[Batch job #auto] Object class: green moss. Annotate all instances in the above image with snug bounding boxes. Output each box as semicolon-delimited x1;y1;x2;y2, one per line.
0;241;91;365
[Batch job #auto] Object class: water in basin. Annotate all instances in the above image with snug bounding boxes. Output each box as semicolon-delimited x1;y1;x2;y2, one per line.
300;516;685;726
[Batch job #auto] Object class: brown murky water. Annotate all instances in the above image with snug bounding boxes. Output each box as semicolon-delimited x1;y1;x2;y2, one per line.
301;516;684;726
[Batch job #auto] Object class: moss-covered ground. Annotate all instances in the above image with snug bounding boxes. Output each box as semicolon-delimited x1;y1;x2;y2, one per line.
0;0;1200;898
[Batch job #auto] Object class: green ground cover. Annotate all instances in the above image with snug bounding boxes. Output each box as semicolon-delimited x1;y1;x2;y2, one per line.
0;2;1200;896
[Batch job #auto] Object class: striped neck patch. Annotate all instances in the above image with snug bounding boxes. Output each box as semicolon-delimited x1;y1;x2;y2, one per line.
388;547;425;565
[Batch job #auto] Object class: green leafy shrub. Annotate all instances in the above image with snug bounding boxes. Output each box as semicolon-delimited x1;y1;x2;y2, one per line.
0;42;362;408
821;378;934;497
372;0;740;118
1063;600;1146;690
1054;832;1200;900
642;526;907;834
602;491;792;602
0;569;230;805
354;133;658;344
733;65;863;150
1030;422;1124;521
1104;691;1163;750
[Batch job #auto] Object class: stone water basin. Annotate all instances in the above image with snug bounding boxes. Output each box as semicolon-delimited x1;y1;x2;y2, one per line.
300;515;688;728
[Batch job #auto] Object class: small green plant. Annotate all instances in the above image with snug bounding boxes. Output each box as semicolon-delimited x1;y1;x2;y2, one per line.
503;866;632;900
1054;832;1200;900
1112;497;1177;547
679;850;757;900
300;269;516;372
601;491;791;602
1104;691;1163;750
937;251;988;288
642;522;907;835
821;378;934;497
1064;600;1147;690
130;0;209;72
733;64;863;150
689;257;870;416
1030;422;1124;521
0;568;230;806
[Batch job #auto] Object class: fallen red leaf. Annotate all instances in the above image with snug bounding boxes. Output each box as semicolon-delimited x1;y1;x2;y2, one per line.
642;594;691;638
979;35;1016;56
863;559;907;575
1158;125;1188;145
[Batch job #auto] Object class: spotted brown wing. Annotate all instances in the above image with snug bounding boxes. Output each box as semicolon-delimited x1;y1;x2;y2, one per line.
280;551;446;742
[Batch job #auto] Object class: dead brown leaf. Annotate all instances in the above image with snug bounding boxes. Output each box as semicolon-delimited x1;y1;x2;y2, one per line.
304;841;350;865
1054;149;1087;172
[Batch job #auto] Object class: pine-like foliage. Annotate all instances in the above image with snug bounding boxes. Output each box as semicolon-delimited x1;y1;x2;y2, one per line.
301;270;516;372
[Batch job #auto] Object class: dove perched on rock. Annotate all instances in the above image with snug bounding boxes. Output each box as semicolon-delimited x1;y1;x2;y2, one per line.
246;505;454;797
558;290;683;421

Description of the task: Put every line of the material above into a Markdown table with columns headed Row and Line, numbering each row and leaving out blank lines.

Result:
| Row | Line |
|---|---|
| 1 | [Batch job #auto] Object class: green moss. Annotate all instances in the above image with snug bounding boxes. Output each box as semicolon-delimited x1;y1;x2;y2, one per line. |
| 2 | 0;241;91;365 |
| 3 | [Batch job #auto] Object class: water in basin. Annotate all instances in the above image with snug bounding boxes. Output each box as semicolon-delimited x1;y1;x2;y2, one per line. |
| 4 | 300;516;685;726 |
| 5 | [Batch job #auto] Object class: brown murky water. Annotate all instances in the above image with snug bounding boxes. Output each box as semicolon-delimited x1;y1;x2;y2, one per line. |
| 6 | 301;516;684;726 |
| 7 | [Batch job #auto] Object class: moss-covered ground. Annotate all instances in the above image with snug bounding boxes. Output each box as semicolon-delimited x1;y1;x2;y2, one per line. |
| 8 | 0;0;1200;898 |
| 9 | [Batch job #auto] Object class: green ground cover. Annotate all instances in the above image with snug bounding boxes. Output each box as semicolon-delimited x1;y1;x2;y2, one per line. |
| 10 | 0;2;1200;896 |
| 11 | [Batch job #auto] Object class: striped neck patch. Annotate all instances in the above image with snug bounding boxes. Output each box as semicolon-delimited x1;y1;x2;y2, one per line. |
| 12 | 388;547;425;565 |
| 13 | [Batch job #auto] Object class: green leafy shrub. Annotate all instances in the above image with snug bounding boxes. Output each box as semicolon-delimited x1;y1;x2;y2, one per line. |
| 14 | 0;42;362;408 |
| 15 | 821;378;934;497 |
| 16 | 372;0;740;118 |
| 17 | 1063;600;1146;690 |
| 18 | 1054;832;1200;900 |
| 19 | 642;526;907;834 |
| 20 | 602;491;792;602 |
| 21 | 0;569;230;805 |
| 22 | 354;133;658;344 |
| 23 | 733;65;863;150 |
| 24 | 1030;422;1124;521 |
| 25 | 1104;691;1163;750 |
| 26 | [Batch job #auto] Object class: stone water basin. Annotate all instances in the above image with snug bounding boxes. Output each box as semicolon-delimited x1;y1;x2;y2, one per line. |
| 27 | 300;515;688;728 |
| 28 | [Batch job #auto] Object class: small green plant. Annotate all instances in the above image with snug bounding boxes. Output each box as semicolon-delimited x1;y1;x2;y2, one per line. |
| 29 | 503;866;632;900 |
| 30 | 1054;832;1200;900 |
| 31 | 1112;497;1177;547 |
| 32 | 679;850;757;900 |
| 33 | 300;269;516;372 |
| 34 | 601;491;791;602 |
| 35 | 1104;691;1163;750 |
| 36 | 937;251;988;288 |
| 37 | 642;522;907;835 |
| 38 | 821;378;934;497 |
| 39 | 1064;600;1147;690 |
| 40 | 130;0;209;72 |
| 41 | 733;64;863;150 |
| 42 | 689;257;870;416 |
| 43 | 1030;422;1124;521 |
| 44 | 0;568;230;806 |
| 45 | [Batch job #auto] Object class: fallen red leaf. Annotate all instances in the above image with snug bounding boxes. Output each box as semicolon-delimited x1;y1;x2;y2, one per line. |
| 46 | 642;594;691;638 |
| 47 | 979;35;1016;56 |
| 48 | 863;559;907;575 |
| 49 | 1158;125;1188;145 |
| 50 | [Batch job #auto] Object class: spotted brown wing. Annotate all instances in the above image with snug bounding boxes. Output each box as semicolon-delimited x1;y1;x2;y2, one per line. |
| 51 | 280;551;446;742 |
| 52 | [Batch job #auto] Object class: dead brown leaf. Annotate all instances in the above image with snug bounding boxes. Output each box as semicolon-delimited x1;y1;x2;y2, one per line. |
| 53 | 304;841;350;865 |
| 54 | 1054;149;1087;172 |
| 55 | [Batch job #auto] Object class: pine-like foliage. Annotate all instances in the above image with snug bounding boxes. Output each box as semicolon-delimited x1;y1;x2;y2, one per line. |
| 56 | 301;270;516;372 |
| 57 | [Batch job #auto] Object class: dove perched on rock. Annotate all instances in the above image with snug bounding boxes. Output each box as semicolon-delimited x1;y1;x2;y2, one per line. |
| 58 | 246;505;454;797 |
| 59 | 558;290;683;421 |